— Reading passage —
========

Every funeral should have a four year old. Ian has done very well in handling Nana’s death, as I knew he would. We explained that she has died but that we’re going to a viewing and a funeral. We told him that the viewing would be our last chance to see her but it would just be her body. Several times he has asked, “What happened to her head?” to which I would then have to add, “No, her whole body, including her head.”
We went to the viewing and Ian stayed in my arms. I asked if he wanted to touch her and at first he was adamant that he didn’t. But after a few minutes he whispered, “Mommy, can we go touch Nana?” We walked over and he leaned in to pet her arm, stroke her hair and touch her face. We talked about how she was cold because she wasn’t alive anymore. We then had to have a lesson on why bodies are cold and how hearts pump blood to keep us warm. For the rest of the wake, he waffled between playing with his cousin, playing on my iPhone and walking over to visit Nana. Pretty standard stuff.
The next morning at breakfast, we went to Panera. While Granddad got his coffee and Daddy paid, Ian and I went to pick out a table. He casually told me, “We only need four chairs today because Nana is dead.” That then led to a brief discussion on how he didn’t want Nana to die and he misses her but eventually moved on to his spinach and bacon souffle.
We explained that Saturday was another day to remember Nana and we were going to the church to talk about her. Megan is a truly amazing friend because she drove three hours from Maryland that day to watch our kid for us during the service and reception. Her comments to us were:
The service had just started and the minister was giving the opening prayer. Ian looked up from his toys at the minister, studied him for a minute and then turned to me and said, “Why is he talking with his eyes closed?” “Well, he is praying – talking to God – and some people like to close their eyes when they talk to God,” I said. Ian turned to look at me with this frown on his face, “How do you know so much stuff about God?” It was all I could do not to snort audibly. I told him I was really not an expert on God, but I would be happy to tell him everything I know after the service was over. He found that to be an acceptable answer and went back to his toys. I’m glad he forgot about it later.
He was very concerned with you both being sad when you gave your remarks during the service. I assured him that you were both okay, just sad about Nana. As I told Genie, he LOVED the story about Nana making a WOOOHHOO noise when she heard Ian was on the way. He repeated that over and over, making the noise, and eventually made the noise whenever something happened that he liked when we were playing or just walking around. I’d love to know if he is still making that noise.

========

— Extracted data —
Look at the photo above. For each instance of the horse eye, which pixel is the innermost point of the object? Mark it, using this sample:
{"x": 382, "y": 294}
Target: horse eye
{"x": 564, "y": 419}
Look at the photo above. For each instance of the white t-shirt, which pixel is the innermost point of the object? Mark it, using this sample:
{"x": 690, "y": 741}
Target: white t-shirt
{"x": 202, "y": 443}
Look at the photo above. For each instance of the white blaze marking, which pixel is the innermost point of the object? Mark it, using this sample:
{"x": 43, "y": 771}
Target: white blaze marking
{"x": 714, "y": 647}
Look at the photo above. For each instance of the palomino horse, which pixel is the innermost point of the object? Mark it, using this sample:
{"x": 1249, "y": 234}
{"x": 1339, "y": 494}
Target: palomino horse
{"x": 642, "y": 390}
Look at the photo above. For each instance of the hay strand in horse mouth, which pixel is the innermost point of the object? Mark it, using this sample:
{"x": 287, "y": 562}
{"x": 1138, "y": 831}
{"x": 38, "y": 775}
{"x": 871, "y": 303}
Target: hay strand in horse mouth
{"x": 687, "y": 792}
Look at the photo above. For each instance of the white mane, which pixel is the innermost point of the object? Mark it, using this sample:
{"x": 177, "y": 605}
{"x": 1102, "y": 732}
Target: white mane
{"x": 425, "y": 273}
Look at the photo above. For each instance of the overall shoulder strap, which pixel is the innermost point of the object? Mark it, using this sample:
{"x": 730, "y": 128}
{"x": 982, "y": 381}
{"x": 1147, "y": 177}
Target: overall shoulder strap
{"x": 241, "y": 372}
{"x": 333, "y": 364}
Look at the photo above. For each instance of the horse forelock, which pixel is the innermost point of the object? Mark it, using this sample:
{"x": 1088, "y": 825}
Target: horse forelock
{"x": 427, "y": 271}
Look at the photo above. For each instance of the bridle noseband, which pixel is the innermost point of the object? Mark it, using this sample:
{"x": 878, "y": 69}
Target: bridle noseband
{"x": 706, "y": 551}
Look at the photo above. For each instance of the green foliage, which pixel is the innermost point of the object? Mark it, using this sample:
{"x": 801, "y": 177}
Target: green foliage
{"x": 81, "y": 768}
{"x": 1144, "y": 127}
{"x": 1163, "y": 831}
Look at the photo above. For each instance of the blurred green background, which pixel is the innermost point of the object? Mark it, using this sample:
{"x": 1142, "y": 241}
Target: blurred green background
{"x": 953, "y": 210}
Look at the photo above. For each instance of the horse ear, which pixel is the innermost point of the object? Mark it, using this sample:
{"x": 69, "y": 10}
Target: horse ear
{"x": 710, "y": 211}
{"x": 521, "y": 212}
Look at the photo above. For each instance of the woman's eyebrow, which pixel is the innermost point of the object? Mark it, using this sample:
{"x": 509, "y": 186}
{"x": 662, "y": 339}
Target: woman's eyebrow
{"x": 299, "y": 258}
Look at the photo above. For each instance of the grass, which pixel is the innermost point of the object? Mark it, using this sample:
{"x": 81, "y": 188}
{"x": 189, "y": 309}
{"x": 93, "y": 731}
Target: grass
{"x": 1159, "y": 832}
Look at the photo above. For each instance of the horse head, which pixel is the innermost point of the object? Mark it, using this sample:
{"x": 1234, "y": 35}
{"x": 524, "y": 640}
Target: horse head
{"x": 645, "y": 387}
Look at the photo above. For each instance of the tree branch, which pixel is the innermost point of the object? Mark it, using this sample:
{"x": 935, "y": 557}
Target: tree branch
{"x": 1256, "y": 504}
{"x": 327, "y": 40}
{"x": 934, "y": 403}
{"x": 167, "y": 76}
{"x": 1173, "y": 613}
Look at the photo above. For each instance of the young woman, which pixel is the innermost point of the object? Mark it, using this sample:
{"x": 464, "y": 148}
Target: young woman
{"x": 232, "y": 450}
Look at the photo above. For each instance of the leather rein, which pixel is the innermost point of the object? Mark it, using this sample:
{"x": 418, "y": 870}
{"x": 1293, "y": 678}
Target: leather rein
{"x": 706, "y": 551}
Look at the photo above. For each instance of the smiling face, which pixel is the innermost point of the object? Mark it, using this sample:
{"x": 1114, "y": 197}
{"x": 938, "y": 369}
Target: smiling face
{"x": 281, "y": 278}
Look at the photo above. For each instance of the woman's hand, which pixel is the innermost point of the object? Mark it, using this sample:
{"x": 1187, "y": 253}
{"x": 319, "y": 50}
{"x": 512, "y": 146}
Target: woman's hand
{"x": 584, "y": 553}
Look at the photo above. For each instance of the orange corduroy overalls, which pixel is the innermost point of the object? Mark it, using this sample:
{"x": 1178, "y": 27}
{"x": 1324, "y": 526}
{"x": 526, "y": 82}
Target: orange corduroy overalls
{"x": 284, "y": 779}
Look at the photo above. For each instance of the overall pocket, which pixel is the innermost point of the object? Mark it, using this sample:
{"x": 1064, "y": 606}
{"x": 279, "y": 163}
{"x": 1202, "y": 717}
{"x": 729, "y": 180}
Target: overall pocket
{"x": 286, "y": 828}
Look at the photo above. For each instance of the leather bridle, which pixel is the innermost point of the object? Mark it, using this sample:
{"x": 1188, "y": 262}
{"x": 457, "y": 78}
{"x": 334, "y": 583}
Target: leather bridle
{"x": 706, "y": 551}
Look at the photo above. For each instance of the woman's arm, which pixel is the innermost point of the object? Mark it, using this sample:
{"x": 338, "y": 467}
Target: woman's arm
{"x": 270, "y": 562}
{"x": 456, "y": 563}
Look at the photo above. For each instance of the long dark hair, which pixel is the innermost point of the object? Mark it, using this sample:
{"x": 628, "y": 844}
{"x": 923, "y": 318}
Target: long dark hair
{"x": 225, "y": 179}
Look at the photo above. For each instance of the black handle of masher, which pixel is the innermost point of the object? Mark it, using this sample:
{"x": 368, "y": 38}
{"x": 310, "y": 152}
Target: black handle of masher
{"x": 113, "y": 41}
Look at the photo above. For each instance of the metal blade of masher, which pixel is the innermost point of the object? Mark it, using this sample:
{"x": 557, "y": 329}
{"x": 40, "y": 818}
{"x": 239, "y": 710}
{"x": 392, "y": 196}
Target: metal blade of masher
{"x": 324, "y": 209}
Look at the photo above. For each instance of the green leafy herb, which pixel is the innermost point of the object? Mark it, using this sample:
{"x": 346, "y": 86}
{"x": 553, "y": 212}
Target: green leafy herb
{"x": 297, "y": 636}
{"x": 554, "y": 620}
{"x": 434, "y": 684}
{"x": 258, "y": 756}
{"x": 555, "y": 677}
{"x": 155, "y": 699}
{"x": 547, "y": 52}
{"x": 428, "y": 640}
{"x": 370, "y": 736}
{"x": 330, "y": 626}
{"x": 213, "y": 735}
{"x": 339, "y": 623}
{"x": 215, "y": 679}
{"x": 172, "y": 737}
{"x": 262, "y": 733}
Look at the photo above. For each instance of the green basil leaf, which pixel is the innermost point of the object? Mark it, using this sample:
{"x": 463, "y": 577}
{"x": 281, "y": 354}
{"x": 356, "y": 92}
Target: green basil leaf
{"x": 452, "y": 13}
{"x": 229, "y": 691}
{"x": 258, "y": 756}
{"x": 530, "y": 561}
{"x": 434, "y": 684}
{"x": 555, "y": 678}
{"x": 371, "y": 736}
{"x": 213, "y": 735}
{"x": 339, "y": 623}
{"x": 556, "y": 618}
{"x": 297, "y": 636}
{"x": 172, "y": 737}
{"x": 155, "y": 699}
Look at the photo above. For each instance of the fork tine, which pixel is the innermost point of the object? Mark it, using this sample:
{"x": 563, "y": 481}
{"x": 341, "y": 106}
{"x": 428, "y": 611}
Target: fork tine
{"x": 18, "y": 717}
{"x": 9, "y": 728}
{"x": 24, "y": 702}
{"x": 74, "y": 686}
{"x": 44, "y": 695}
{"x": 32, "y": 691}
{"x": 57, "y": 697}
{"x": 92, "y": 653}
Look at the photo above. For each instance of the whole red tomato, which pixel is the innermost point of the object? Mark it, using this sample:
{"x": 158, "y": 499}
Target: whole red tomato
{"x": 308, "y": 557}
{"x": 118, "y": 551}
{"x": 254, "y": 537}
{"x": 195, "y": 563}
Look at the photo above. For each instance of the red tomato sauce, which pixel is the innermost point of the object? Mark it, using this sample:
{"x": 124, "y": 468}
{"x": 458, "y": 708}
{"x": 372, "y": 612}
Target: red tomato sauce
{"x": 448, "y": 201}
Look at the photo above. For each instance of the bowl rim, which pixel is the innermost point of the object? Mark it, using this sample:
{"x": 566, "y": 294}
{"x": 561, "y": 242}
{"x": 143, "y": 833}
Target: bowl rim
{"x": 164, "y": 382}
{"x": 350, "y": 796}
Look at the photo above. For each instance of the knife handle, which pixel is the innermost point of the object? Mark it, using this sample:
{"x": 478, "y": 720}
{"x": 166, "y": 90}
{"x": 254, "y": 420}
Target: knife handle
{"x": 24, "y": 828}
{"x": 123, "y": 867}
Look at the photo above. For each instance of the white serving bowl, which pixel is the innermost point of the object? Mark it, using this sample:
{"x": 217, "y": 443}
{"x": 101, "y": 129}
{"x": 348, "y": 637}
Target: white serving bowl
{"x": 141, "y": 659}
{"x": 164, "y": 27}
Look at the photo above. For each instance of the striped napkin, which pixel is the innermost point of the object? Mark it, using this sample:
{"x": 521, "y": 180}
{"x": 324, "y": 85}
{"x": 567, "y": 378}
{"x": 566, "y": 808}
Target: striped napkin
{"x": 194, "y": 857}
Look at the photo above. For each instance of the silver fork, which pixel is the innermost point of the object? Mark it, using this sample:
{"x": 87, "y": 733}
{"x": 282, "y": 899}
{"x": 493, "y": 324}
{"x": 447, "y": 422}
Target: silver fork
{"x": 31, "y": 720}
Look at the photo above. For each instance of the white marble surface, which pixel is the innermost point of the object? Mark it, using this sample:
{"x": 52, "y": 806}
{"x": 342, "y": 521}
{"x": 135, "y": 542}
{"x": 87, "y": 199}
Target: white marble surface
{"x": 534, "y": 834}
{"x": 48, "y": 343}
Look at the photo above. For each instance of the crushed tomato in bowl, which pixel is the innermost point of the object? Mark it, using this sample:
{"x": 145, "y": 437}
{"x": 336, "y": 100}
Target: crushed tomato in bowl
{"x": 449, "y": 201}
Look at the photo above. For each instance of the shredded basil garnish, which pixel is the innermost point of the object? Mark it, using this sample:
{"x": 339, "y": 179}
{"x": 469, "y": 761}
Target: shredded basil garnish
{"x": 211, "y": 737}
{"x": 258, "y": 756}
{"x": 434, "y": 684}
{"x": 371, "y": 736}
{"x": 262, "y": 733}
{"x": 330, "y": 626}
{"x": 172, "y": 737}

========

— Directives —
(a) Copy the rows word for word, starting at the line with "Look at the photo above. For each instance of the crushed" and running through the last line of the rows.
(b) Continue the post about Ian at Nana's viewing and funeral from its final line.

— Results in order —
(a)
Look at the photo above. For each instance of the crushed tomato in bowl, which pixel is the innermost point of the object? Mark it, using this sample:
{"x": 145, "y": 437}
{"x": 336, "y": 100}
Target: crushed tomato in bowl
{"x": 449, "y": 201}
Look at the photo above. For each instance of the shredded basil garnish, which pixel is the innermost point of the object? Mark it, using this sample:
{"x": 339, "y": 179}
{"x": 469, "y": 761}
Target: shredded basil garnish
{"x": 211, "y": 737}
{"x": 258, "y": 756}
{"x": 434, "y": 684}
{"x": 371, "y": 736}
{"x": 262, "y": 733}
{"x": 330, "y": 626}
{"x": 172, "y": 737}

(b)
Anyway, by the time Lee got about half way through his remarks, Ian was looking glazed over. He got his blankie out and laid down on the bench with his head in my lap. I really thought he was going to doze off. Then Lee finished and Gerry went up to speak. Ian started frowning again, then squirmed up and sad (fairly loudly and rather crossly) “Why are people I don’t know talking about Nana?!” It was almost possessive, as if he was fine with you all talking about her, but now he had to sit there and listen to complete strangers who clearly didn’t even know his Nana! I explained to him that they knew his Nana before was born. He made several grumpy old man “Humph” noises and laid back down. It was really funny.
Again, thank you, Megan!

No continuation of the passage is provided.